TASK OBJECTIVE: In the post about moderator nominations, who is reported as appointed in the update dated 3/13/2014?

Are you interested? Great! Leave an answer to this question to indicate your desire to be considered, and feel free to expand on what you think is a priority for the site right now. While I will consider third-party nominations, I'd rather see nominations from folks enthused enough to step in and write something down.

I hope to have three people appointed by the end of the coming week, so don't hesitate to jump in if you're interested.

Update 2/19/2014

I'll be reaching out to folks over the next two days, and hopefully have the additional mods appointed by the end of this week. Stay tuned!

Update 3/4/2014

Murch has graciously accepted his nomination, and has been appointed. I'm waiting to hear back from a few more folks to finalize the rest of the additions to the team, once I have, I'll be adjusting their access and making a formal meta post introducing everyone.

Update 3/13/2014

Jacob Torba has also graciously accepted his nomination, and has been appointed. There's one more I'm waiting to hear back from (do you people even check your email?), but I'll have a formal announcement up tomorrow either way.

Thanks to everyone who has expressed interest so far, it won't be long and please - check your email :)

4
  • Hi Tim, I was hoping that you could update us on the status of this endeavor. – I was considering to promote this topic some more, as it didn't get too much attention. However, promoting would only make sense if this issue remained an item beyond the time plan you outlined. On the other hand, I would be fairly excited to move forward. ;)
    – Murch Mod
    Commented Feb 18, 2014 at 9:15
  • Oh, also, do all Bitcoin.SE moderators have to change their first name to David when they take the job? ;)

Saved entries

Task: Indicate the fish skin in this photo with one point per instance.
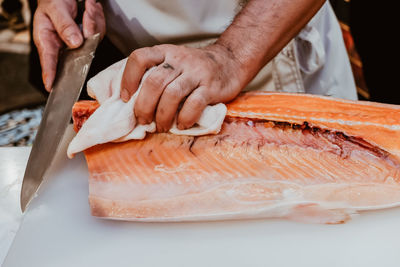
(325, 163)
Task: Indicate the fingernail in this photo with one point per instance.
(142, 121)
(47, 83)
(125, 95)
(74, 39)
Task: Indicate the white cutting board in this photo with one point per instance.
(59, 231)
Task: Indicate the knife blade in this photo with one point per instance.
(73, 68)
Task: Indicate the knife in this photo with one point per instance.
(73, 68)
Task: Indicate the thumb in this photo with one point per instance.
(66, 27)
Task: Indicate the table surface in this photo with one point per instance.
(59, 231)
(12, 166)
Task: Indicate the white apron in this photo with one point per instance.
(314, 62)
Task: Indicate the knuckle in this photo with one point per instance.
(197, 102)
(143, 112)
(137, 56)
(64, 28)
(153, 82)
(174, 92)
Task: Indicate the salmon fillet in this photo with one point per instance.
(301, 157)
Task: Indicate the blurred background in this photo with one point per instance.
(21, 104)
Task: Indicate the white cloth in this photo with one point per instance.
(320, 55)
(115, 121)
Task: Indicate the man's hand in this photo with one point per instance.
(54, 26)
(189, 76)
(217, 73)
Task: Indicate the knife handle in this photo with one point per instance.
(81, 9)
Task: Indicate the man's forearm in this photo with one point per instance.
(263, 28)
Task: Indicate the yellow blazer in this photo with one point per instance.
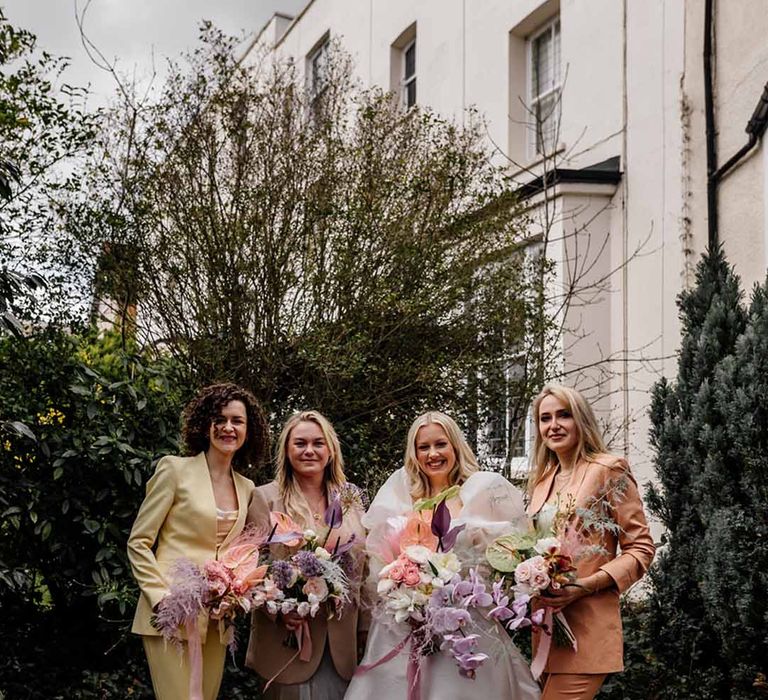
(177, 519)
(266, 651)
(595, 619)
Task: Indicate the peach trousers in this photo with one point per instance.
(572, 686)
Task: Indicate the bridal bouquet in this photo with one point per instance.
(222, 588)
(538, 565)
(313, 575)
(422, 585)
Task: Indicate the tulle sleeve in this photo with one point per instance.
(491, 507)
(383, 522)
(392, 499)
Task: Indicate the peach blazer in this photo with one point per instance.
(266, 652)
(177, 519)
(595, 619)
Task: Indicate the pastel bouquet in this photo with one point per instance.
(422, 585)
(536, 566)
(307, 572)
(220, 589)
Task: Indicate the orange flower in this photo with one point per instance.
(418, 530)
(285, 525)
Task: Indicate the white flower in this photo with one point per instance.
(385, 586)
(322, 553)
(546, 544)
(418, 553)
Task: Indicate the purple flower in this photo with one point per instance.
(309, 565)
(441, 527)
(283, 574)
(472, 592)
(444, 620)
(333, 515)
(463, 649)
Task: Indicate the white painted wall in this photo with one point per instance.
(632, 88)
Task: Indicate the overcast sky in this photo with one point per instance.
(129, 31)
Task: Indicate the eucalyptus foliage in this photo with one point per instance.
(326, 250)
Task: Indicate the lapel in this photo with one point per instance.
(202, 487)
(242, 508)
(540, 493)
(578, 481)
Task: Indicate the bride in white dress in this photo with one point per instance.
(437, 457)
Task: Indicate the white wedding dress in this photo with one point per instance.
(491, 506)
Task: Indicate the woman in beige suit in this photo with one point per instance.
(194, 507)
(572, 468)
(309, 471)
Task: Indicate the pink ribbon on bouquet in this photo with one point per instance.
(414, 669)
(195, 648)
(545, 642)
(304, 640)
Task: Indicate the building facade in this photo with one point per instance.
(597, 109)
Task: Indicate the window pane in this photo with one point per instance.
(542, 62)
(410, 93)
(410, 61)
(547, 122)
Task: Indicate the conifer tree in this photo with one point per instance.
(735, 581)
(690, 437)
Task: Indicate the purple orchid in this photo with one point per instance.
(512, 616)
(340, 549)
(472, 592)
(333, 514)
(445, 620)
(463, 649)
(441, 527)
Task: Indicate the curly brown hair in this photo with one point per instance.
(201, 411)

RESULT BELOW: Jacob Torba